I also create a function assign_to_range() to take a particular income value and return the (text description of the) range in which that income falls.

assign_to_range <- function(x) {
  ifelse(x < 10000,  "Less than $10,000",
  ifelse(x < 15000,  "$10,000 to $14,999",
  ifelse(x < 20000,  "$15,000 to $19,999",
  ifelse(x < 25000,  "$20,000 to $24,999",
  ifelse(x < 30000,  "$25,000 to $29,999",
  ifelse(x < 35000,  "$30,000 to $34,999",
  ifelse(x < 40000,  "$35,000 to $39,999",
  ifelse(x < 45000,  "$40,000 to $44,999",
  ifelse(x < 50000,  "$45,000 to $49,999",
  ifelse(x < 60000,  "$50,000 to $59,999",
  ifelse(x < 75000,  "$60,000 to $74,999",
  ifelse(x < 100000, "$75,000 to $99,999",
  ifelse(x < 125000, "$100,000 to $124,999",
  ifelse(x < 150000, "$125,000 to $149,999",
  ifelse(x < 175000, "$150,000 to $199,999",
  "$200,000 or more"
  )))))))))))))))
}

Finally, I define a function weighted_median to compute the weighted median of vehicle prices weighted by the number of vehicle models sold at each price. (See the References section for the source of the code for this function.) For example, if one vehicle of a given model were sold at a price of $20,000, 9 units of a second vehicle model sold at a price of $50,000, and one other vehicle of a third model sold at a price of $100,000, the weighted median price would be the same as the median value of the data values {20000, 50000, 50000, 50000, 50000, 50000, 50000, 50000, 50000, 50000, 100000}, or $50,000.

weighted_quantile <- function(x, w, probs=seq(0,1,0.25), na.rm=TRUE) {
  x <- as.numeric(as.vector(x))
  w <- as.numeric(as.vector(w))
  if(anyNA(x) || anyNA(w)) {
    ok <- !(is.na(x) | is.na(w))
    x <- x[ok]
    w <- w[ok]
  }
  stopifnot(all(w >= 0))
  if(all(w == 0)) stop("All weights are zero", call.=FALSE)
  #'
  oo <- order(x)
  x <- x[oo]
  w <- w[oo]
  Fx <- cumsum(w)/sum(w)
  #'
  result <- numeric(length(probs))
  for(i in seq_along(result)) {
    p <- probs[i]
    lefties <- which(Fx <= p)
    if(length(lefties) == 0) {
      result[i] <- x[1]
    } else {
      left <- max(lefties)
      result[i] <- x[left]
      if(Fx[left] < p && left < length(x)) {
        right <- left+1
        y <- x[left] + (x[right]-x[left]) * (p-Fx[left])/(Fx[right]-Fx[left])
        if(is.finite(y)) result[i] <- y
      }
    }
  }
  names(result) <- paste0(format(100 * probs, trim = TRUE), "%")
  return(result)
}

weighted_median <- function(x, w, na.rm=TRUE) {
  unname(weighted_quantile(x, probs=0.5, w=w, na.rm=na.rm))
}

Analysis

I do analyses to answer the following questions:

Defining an affordability criterion for new vehicles

I want to get a sense for what price vehicle is affordable to a household with a given income. My goal is to come up with a measure analogous to that used in housing affordability discussions. In those discussions people use 30% of household income as a criterion of affordability for renters: anyone spending more than that for rent is assumed to be “rental cost burdened”.

==========

- [WORK INSTRUCTIONS]:
1. According to the vehicle price analysis, what share of household income do housing affordability discussions use as the affordability criterion for renters?
2. From the vehicle price analysis, set down the passage starting with "result[i] <- x[left]" and going on through "probs=0.5, w=w, na.rm=na.rm))", word for word.

==========

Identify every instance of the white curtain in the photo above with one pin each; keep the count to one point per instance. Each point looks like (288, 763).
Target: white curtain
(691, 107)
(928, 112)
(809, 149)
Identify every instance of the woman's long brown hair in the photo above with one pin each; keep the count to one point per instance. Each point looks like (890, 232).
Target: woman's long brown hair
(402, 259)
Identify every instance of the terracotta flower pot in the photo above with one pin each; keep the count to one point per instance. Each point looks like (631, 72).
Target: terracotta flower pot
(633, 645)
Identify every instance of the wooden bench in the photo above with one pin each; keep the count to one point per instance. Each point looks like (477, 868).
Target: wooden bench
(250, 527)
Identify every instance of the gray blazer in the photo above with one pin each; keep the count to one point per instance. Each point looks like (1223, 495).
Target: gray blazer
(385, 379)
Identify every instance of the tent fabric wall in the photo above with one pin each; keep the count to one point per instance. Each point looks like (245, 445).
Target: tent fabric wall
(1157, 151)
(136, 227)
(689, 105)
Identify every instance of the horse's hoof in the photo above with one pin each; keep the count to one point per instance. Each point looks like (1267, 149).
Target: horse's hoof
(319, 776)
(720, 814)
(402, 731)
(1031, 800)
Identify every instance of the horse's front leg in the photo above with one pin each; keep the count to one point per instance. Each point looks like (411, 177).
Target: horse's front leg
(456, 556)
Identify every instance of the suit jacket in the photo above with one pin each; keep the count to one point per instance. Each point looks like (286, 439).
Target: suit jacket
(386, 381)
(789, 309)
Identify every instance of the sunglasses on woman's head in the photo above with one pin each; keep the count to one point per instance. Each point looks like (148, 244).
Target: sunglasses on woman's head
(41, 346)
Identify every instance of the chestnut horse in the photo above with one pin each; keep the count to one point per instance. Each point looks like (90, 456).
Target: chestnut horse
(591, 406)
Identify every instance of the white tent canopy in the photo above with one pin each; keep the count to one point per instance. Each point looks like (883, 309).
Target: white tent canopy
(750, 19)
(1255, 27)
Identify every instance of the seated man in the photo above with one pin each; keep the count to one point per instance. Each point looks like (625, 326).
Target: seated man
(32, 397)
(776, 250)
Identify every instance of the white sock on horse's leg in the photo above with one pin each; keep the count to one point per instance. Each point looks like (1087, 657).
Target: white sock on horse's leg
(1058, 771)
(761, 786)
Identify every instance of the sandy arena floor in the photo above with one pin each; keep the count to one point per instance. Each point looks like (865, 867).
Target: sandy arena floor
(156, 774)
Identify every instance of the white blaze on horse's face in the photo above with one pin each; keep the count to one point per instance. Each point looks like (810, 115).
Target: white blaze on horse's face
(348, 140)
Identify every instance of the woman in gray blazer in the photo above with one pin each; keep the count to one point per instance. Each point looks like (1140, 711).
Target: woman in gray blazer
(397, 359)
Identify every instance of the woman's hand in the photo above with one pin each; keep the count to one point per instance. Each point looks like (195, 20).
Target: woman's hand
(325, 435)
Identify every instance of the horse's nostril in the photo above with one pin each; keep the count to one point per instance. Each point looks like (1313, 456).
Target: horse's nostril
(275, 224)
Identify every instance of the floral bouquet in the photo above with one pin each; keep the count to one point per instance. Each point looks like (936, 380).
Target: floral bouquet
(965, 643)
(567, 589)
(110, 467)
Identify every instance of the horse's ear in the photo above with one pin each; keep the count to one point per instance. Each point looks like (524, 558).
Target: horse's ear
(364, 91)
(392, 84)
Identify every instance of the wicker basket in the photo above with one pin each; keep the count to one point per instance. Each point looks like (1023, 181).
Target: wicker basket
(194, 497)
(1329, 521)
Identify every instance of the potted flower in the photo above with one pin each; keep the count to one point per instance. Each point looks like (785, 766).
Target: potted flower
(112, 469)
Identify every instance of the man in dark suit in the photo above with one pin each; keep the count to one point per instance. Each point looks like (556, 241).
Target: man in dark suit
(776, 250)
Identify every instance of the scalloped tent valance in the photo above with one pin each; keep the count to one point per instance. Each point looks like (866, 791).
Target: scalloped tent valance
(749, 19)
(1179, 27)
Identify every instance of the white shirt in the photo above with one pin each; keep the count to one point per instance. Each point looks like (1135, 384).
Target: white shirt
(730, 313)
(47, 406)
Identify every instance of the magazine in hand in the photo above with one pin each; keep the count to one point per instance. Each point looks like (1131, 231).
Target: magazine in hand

==========

- [ANSWERS TO THE EXERCISES]:
1. 30% of household income.

2.
result[i] <- x[left]
      if(Fx[left] < p && left < length(x)) {
        right <- left+1
        y <- x[left] + (x[right]-x[left]) * (p-Fx[left])/(Fx[right]-Fx[left])
        if(is.finite(y)) result[i] <- y
      }
    }
  }
  names(result) <- paste0(format(100 * probs, trim = TRUE), "%")
  return(result)
}

weighted_median <- function(x, w, na.rm=TRUE) {
  unname(weighted_quantile(x, probs=0.5, w=w, na.rm=na.rm))